● **Activity 1**
In the passage about Linda L. Hart's Christmas baking, what kind of jam did the original thumbprint cookie recipe call for?
● **Activity 2**
Proceed with the passage about Linda L. Hart's bake-sale cookies, picking up right after its last sentence.

● **Quoted passage**
________
Many of the Pink Streeters bake several types of cookies for that reason. Every year at Christmas, Pink Streeter Linda L. Hart, 66, of Stephenson pulls out a “Taste of Home” cookbook and leafs through it to find a new recipe to try.
Last year’s new choice was a Chocolate Raspberry Thumbprint Cookie, which she thinks she might do again for the upcoming bake sale.
While Hart usually follows a recipe closely, she tweaked the thumbprint. The original recipe called for strawberry jam, which filled a slight indentation made by pressing her thumb into the cookies.
“That didn't taste as good, so I went with raspberry and it tasted better with the chocolate,” she said.
Hart always tests a recipe before putting it in the bake sale, especially if hasn’t tried it before. This procedure not only allows her to decide if she wants to add or subtract anything from the recipe, but also lets her test the baking time.
________
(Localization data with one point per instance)
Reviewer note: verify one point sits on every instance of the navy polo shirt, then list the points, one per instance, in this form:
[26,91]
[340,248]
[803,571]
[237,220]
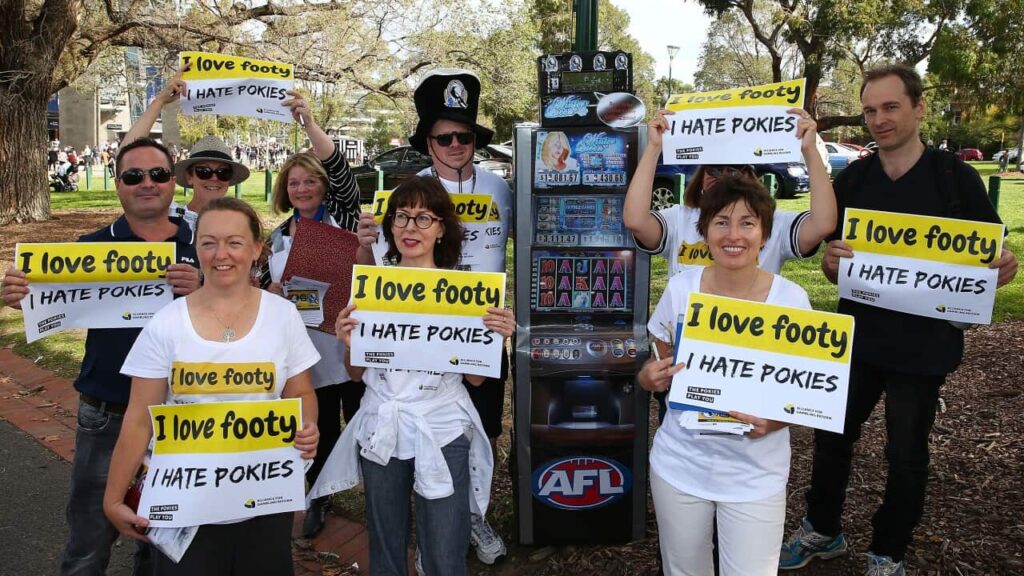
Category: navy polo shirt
[105,348]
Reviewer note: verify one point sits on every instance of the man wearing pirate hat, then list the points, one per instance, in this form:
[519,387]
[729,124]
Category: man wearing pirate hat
[446,101]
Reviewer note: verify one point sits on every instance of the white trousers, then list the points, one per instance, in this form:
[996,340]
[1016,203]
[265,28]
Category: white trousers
[750,534]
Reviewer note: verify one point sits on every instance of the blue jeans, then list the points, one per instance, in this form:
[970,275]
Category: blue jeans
[441,525]
[90,535]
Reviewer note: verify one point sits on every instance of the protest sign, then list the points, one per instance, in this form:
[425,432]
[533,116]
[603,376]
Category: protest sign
[92,284]
[774,362]
[236,85]
[736,126]
[220,461]
[479,215]
[420,319]
[926,265]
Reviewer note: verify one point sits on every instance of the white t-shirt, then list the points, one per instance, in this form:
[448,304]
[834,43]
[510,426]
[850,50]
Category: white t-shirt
[720,467]
[485,181]
[445,419]
[274,350]
[683,246]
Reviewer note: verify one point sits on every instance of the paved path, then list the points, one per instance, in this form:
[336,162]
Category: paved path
[36,405]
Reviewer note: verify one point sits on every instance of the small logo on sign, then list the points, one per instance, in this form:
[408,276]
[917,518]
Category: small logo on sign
[579,483]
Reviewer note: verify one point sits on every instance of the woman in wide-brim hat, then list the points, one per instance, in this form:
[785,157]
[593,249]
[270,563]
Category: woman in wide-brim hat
[210,168]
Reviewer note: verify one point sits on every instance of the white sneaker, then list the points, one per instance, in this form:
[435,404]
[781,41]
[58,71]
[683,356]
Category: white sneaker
[488,544]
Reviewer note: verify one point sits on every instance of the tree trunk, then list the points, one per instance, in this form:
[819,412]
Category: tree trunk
[25,192]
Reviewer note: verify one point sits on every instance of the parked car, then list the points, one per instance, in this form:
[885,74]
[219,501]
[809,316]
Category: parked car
[840,157]
[791,177]
[967,154]
[401,163]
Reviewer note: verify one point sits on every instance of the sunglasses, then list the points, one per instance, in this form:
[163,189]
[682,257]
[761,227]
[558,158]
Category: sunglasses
[423,220]
[132,176]
[224,173]
[719,171]
[445,139]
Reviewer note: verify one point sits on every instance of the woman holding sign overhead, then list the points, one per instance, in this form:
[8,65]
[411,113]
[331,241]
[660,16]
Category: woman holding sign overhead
[417,430]
[239,343]
[317,186]
[672,233]
[737,478]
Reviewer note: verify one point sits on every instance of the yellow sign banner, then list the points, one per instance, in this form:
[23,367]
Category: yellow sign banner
[209,66]
[211,377]
[928,238]
[80,262]
[472,208]
[805,333]
[788,93]
[409,290]
[225,426]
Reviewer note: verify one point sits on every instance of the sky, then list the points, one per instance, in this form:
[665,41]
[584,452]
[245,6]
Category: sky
[656,24]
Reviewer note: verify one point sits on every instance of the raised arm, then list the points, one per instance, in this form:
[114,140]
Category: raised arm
[636,213]
[171,92]
[821,221]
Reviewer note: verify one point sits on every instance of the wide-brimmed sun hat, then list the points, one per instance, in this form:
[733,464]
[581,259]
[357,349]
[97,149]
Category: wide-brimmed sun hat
[209,148]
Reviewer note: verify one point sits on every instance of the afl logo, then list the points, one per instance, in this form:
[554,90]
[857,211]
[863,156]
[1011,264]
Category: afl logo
[580,483]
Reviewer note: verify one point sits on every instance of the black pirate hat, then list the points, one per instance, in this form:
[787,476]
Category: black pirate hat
[448,94]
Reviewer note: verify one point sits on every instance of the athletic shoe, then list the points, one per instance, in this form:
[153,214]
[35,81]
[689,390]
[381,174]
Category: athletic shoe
[488,544]
[805,544]
[315,517]
[883,566]
[419,563]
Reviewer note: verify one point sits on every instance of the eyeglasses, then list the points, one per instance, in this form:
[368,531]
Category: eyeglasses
[445,139]
[423,220]
[224,173]
[719,171]
[132,176]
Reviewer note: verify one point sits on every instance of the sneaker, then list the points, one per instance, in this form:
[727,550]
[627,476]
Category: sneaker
[315,517]
[805,544]
[488,544]
[419,563]
[883,566]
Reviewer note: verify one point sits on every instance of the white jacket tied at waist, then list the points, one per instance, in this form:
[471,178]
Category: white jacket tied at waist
[433,480]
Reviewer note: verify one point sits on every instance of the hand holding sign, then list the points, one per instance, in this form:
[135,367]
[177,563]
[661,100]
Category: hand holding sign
[15,287]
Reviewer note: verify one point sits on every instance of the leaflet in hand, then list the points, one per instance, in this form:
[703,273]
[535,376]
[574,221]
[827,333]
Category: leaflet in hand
[714,422]
[308,296]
________
● **Response 1**
Strawberry jam.

● **Response 2**
Ovens bake at different temperatures, and Hart has learned that following the recommended oven time isn’t always best. Especially the first time, it is better to watch the cookies and even pull them out a few minutes early, because they will continue to bake.
“I pull cookies out of the oven about two to three minutes before it says, because that is how you burn cookies, especially along the bottom,” she said.
Unlike a pie or a loaf of bread, the beauty of cookies is the chance to test a batch to see the results and make adjustments for the next one, McKay said. Sometimes it is about learning what to watch.
With her Magic Cookie Bars, which contain graham cracker crumbs, walnuts, chocolate chips and coconut, McKay uses the coconut to gauge when the batch is done. “If the coconut gets too brown, I want to take them out of there.”
Some recipes are made so often that they become second nature. Margaret Aronhalt, who has been a Pink Streeter for three years, learned to make shortbread cookies from her mother.
Although she made them at other times, shortbread cookies were a Christmas tradition for her and her three siblings, and baking them still brings a sense of nostalgia.
“Often we would take the shortbread and roll it in a ball,” said Aronhalt, 58, of Frederick County. “We would dip the fork in water, and we would get to squash the cookies and put little sprinkles on them.”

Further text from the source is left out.